- [Records supplied]
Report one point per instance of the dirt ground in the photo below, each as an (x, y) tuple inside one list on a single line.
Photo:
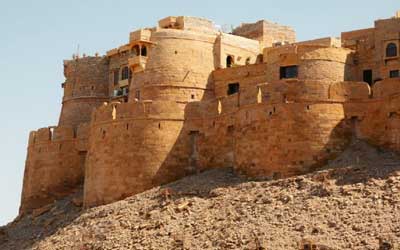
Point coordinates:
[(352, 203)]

* * *

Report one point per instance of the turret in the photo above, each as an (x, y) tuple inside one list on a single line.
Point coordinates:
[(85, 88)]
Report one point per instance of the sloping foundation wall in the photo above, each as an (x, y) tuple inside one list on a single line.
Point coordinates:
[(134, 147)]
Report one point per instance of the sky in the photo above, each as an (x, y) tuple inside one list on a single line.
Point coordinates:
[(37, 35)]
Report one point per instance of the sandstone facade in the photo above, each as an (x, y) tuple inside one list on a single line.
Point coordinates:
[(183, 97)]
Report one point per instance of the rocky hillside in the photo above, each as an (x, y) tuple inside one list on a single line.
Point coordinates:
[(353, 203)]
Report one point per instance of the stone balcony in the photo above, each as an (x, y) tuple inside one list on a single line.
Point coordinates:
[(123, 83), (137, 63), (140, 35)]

--

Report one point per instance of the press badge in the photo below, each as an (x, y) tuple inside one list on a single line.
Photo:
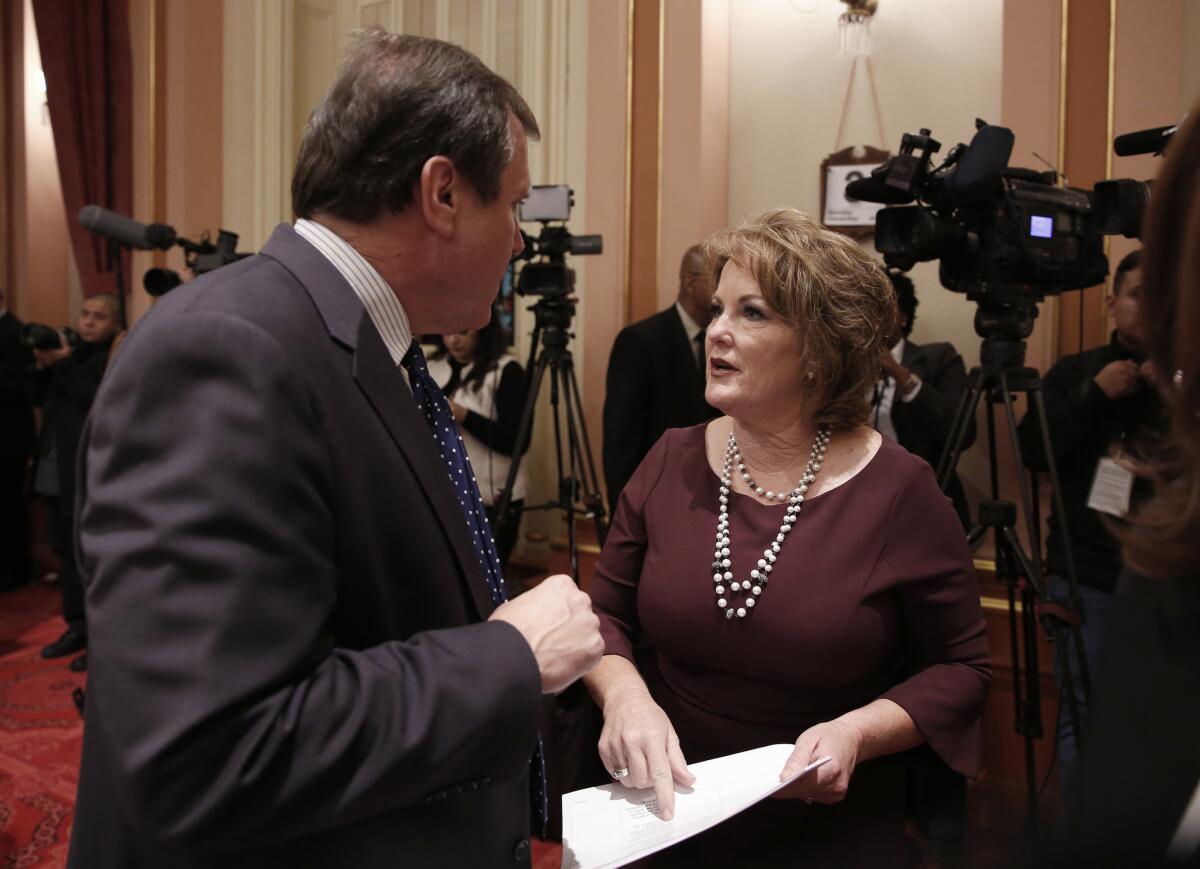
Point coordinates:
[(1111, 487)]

- [Activity]
For the listing above, state how many lines include the word "below", and give only the number.

- [Solution to the exercise]
2